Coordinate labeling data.
______

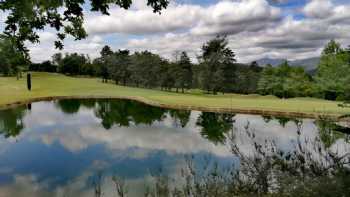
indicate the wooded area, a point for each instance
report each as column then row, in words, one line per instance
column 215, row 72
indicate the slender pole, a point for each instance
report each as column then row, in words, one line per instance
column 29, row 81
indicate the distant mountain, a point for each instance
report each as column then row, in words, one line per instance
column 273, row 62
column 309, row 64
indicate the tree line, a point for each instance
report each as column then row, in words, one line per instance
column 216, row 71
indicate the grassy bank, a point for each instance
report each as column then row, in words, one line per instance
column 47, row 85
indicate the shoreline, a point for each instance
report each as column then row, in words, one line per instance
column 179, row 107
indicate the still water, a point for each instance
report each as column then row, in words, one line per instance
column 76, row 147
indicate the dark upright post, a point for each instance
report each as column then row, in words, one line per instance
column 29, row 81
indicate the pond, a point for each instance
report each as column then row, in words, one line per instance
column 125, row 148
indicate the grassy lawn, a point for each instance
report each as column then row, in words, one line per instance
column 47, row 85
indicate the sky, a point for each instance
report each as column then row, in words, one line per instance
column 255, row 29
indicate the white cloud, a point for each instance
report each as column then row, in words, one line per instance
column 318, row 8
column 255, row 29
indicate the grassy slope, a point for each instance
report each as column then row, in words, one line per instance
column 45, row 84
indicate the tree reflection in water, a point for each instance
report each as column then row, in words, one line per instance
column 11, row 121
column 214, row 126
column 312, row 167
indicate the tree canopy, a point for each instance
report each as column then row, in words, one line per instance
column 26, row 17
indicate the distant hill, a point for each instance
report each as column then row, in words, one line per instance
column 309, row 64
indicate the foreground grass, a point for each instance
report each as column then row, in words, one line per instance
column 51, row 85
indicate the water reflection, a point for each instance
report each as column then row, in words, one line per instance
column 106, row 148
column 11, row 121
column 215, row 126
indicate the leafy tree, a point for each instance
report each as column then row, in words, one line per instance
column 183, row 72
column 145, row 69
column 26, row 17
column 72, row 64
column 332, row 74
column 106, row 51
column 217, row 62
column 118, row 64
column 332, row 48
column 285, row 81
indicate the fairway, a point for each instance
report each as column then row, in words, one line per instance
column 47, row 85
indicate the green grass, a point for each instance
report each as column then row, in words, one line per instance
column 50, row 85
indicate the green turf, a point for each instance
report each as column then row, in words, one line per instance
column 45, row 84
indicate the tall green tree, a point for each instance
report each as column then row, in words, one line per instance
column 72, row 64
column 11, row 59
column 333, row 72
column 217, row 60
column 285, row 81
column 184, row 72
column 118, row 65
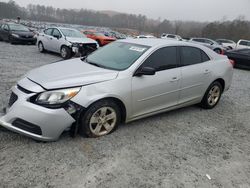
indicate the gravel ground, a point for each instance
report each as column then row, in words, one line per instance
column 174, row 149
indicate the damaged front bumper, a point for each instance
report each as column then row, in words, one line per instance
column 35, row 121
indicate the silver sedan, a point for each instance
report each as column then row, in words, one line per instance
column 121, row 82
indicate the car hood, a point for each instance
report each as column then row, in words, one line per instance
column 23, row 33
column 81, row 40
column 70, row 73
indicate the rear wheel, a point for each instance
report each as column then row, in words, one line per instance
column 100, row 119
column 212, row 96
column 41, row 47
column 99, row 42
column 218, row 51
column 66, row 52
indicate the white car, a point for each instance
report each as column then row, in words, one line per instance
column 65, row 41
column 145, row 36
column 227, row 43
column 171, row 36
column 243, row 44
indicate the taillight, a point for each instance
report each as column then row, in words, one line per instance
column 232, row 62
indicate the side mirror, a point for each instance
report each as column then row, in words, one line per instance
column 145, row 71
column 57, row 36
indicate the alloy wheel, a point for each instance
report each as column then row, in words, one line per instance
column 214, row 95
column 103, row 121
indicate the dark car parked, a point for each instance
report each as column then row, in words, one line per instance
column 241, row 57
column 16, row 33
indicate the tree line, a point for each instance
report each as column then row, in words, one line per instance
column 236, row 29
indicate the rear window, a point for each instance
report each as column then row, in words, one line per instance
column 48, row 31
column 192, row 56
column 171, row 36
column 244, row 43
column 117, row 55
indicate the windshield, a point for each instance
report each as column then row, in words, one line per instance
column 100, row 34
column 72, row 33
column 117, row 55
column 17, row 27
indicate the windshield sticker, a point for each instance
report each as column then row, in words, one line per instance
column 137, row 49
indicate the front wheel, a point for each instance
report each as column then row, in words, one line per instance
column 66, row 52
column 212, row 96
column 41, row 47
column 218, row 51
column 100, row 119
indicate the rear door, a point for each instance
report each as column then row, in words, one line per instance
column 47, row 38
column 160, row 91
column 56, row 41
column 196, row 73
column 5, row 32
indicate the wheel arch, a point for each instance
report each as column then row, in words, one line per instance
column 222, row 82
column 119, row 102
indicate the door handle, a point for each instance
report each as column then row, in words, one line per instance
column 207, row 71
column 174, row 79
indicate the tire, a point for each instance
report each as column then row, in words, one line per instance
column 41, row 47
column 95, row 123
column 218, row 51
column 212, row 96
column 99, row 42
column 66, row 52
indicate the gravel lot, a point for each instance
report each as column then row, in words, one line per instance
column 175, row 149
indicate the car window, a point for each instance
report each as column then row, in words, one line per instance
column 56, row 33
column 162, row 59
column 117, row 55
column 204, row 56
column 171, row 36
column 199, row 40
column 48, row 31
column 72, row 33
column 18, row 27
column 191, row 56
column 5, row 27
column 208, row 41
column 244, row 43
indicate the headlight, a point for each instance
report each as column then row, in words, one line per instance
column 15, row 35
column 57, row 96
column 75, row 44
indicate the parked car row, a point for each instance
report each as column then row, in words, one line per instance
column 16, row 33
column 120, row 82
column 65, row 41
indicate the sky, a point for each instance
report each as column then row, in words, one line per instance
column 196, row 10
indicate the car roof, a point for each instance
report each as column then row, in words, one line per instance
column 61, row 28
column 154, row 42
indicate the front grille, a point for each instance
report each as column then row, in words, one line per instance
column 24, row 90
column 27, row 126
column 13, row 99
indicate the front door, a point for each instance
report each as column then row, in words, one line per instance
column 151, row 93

______

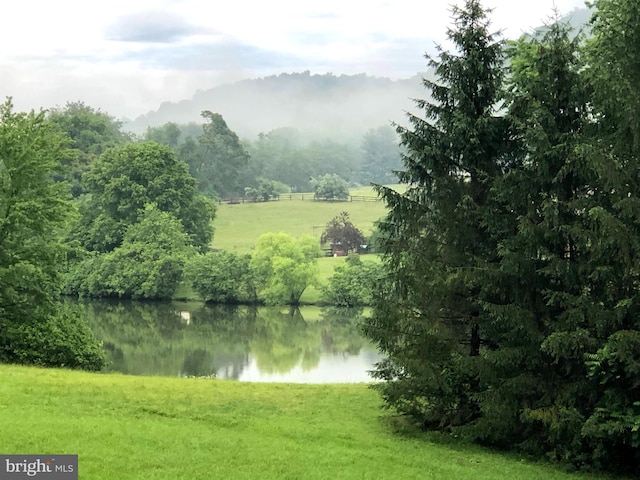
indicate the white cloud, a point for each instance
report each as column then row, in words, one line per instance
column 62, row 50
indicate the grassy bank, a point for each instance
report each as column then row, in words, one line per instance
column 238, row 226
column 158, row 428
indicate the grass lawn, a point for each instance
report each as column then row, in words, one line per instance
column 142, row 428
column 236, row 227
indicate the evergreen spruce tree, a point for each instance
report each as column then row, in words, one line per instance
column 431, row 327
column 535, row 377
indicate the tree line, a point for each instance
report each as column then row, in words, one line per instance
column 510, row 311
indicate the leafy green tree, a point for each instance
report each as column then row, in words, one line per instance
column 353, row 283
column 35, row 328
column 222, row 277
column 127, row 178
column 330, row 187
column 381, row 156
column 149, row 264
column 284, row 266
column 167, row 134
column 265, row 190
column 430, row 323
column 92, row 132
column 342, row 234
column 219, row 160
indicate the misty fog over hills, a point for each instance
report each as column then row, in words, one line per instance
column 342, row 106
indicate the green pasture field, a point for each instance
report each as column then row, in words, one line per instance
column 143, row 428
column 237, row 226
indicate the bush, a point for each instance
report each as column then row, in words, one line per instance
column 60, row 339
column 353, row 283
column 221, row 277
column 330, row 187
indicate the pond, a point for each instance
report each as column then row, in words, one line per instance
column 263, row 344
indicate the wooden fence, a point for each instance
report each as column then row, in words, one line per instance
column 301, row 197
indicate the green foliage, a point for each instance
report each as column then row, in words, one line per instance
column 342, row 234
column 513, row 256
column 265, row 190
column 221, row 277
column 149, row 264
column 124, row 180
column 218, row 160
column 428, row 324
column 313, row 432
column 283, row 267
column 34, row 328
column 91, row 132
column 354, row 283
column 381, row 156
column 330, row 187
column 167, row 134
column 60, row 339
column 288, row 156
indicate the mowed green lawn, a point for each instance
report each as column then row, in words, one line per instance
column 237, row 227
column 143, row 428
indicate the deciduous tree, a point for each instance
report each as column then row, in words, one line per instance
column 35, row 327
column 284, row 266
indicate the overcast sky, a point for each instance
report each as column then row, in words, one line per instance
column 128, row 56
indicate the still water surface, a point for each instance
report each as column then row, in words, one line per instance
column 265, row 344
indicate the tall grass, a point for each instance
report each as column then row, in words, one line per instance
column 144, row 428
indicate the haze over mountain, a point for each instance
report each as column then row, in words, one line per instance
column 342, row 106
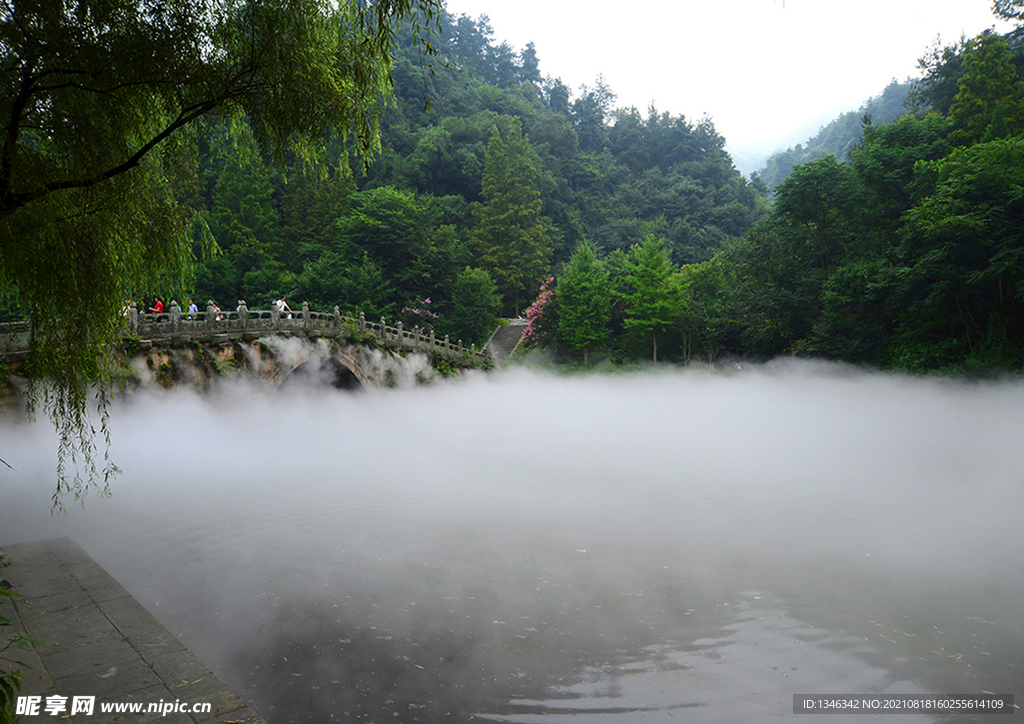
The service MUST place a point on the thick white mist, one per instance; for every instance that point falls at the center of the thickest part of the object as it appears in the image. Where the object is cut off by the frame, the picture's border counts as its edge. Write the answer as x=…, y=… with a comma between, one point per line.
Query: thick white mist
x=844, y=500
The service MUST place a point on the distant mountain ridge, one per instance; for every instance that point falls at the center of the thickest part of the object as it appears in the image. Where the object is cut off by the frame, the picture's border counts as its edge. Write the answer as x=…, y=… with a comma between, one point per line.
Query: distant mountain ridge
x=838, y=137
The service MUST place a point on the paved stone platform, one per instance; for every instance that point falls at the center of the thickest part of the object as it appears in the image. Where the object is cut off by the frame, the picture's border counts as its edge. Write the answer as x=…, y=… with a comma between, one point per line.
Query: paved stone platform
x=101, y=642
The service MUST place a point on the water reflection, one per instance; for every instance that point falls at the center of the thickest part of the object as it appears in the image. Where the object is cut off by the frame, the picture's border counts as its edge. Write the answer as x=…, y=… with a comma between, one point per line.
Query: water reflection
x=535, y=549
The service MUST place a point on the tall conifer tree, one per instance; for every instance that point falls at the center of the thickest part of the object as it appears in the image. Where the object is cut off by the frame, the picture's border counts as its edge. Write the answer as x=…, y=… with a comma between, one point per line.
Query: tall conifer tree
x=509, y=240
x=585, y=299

______

WHAT IS EXPECTED. Locate each line in the records above that contains the word "front" and copy those lines out in full. Case matters.

TASK OUTPUT.
indicate the damaged front bumper, a point for each instance
indicate the front wheel, a point for each instance
indicate the front grille, a point for each instance
indicate the front door, a point for each instance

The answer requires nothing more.